THE EXERCISE
Rescale the bounding-box coordinates in the material from the line containing "Confirm or deny — the blue flower spike" through the line containing "136 357 178 392", both included. Reproduce every line of that stretch, copying the text lines unchanged and multiplying each coordinate by 1.15, rounded to a whole number with halves rounded up.

>> START DATASET RECORDS

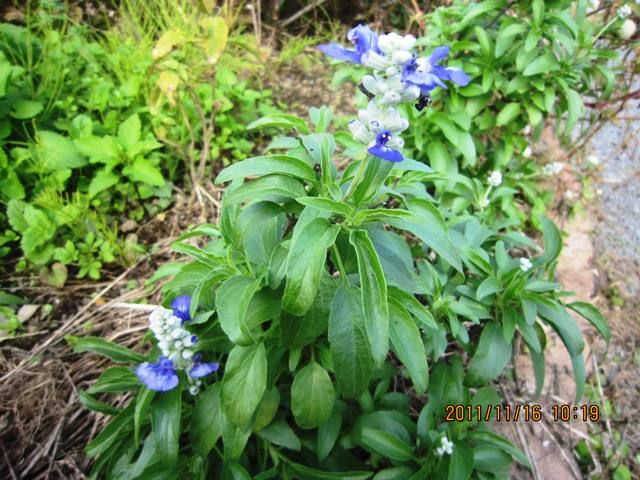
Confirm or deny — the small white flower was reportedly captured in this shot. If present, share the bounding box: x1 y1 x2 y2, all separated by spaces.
436 437 453 457
616 5 631 18
586 155 600 167
542 162 564 176
520 257 533 272
489 170 502 187
620 18 638 40
182 350 193 360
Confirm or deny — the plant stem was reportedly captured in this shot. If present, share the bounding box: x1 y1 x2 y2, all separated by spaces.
591 15 618 45
342 155 369 202
331 243 347 281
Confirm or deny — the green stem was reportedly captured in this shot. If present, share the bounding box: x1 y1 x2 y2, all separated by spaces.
331 243 347 281
342 155 369 202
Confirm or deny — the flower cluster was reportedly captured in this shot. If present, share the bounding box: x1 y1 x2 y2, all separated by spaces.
136 295 219 395
542 162 564 177
436 437 453 457
318 25 469 162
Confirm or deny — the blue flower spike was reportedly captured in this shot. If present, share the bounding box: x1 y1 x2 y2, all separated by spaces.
367 130 404 163
171 295 191 323
189 362 220 378
318 25 470 163
318 25 379 64
136 356 178 392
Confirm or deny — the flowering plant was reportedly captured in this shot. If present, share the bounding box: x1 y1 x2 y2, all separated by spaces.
76 18 608 480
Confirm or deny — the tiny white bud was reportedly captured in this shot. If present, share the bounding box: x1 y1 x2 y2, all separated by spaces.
489 170 502 187
520 257 533 272
620 18 638 40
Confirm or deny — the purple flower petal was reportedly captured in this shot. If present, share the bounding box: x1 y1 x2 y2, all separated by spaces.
318 43 362 63
445 67 471 87
367 144 404 163
189 362 220 378
171 295 191 323
429 45 449 65
136 357 178 392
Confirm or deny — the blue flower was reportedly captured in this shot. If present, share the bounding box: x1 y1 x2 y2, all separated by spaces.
318 25 380 63
367 130 404 163
402 46 470 93
136 356 178 392
189 362 220 378
171 295 191 323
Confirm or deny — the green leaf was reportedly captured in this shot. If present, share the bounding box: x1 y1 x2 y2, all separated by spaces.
84 404 133 458
389 301 429 395
216 155 316 183
349 230 389 365
78 390 122 416
216 275 260 345
495 23 527 58
253 387 280 432
67 337 144 363
447 441 473 480
280 274 338 348
189 383 222 458
9 100 43 120
539 216 562 264
369 229 417 292
247 114 309 134
476 277 502 301
151 388 182 465
89 168 120 197
522 52 560 77
258 420 302 451
467 322 511 385
360 428 413 462
118 113 142 150
222 343 267 428
496 102 520 127
133 387 156 446
389 288 439 330
468 430 531 469
389 199 462 272
329 285 374 398
564 88 583 135
291 361 335 428
296 197 353 217
87 367 140 395
36 130 87 171
287 461 373 480
282 218 340 315
123 158 165 187
431 113 476 165
224 175 307 206
316 412 342 462
567 302 611 343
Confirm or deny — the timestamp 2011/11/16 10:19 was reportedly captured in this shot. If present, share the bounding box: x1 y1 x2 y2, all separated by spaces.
444 403 600 422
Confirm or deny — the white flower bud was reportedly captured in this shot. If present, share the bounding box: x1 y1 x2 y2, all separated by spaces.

>> END DATASET RECORDS

SOLUTION TO THIS PROBLEM
Confirm or deny — the blue flower spike was reportedly captured in this shot. If present, share the bounding box: x1 y1 x2 y2, all separated by spaces.
422 150 465 187
197 339 220 371
217 416 253 435
366 29 541 187
366 29 436 74
156 409 205 451
Confirm or deny — the flowering plant was reportedly captured in this shot. If present, share the bounding box: x1 y1 x2 y2, all separated by spaces.
87 21 699 552
Confirm or deny — the tiny white bud was reportedly captured in this shot. If present, share the bounding box: x1 y1 x2 y2, all separated by spaces.
562 196 577 215
598 296 613 313
713 21 734 46
Confirm or deny — the purple flower petal was reportedly captured in this shot. If present, share the bounding box: x1 y1 x2 y2, all separated by spaces.
366 49 416 72
512 77 542 100
422 166 465 187
217 416 253 435
197 339 220 371
493 52 516 75
156 411 205 451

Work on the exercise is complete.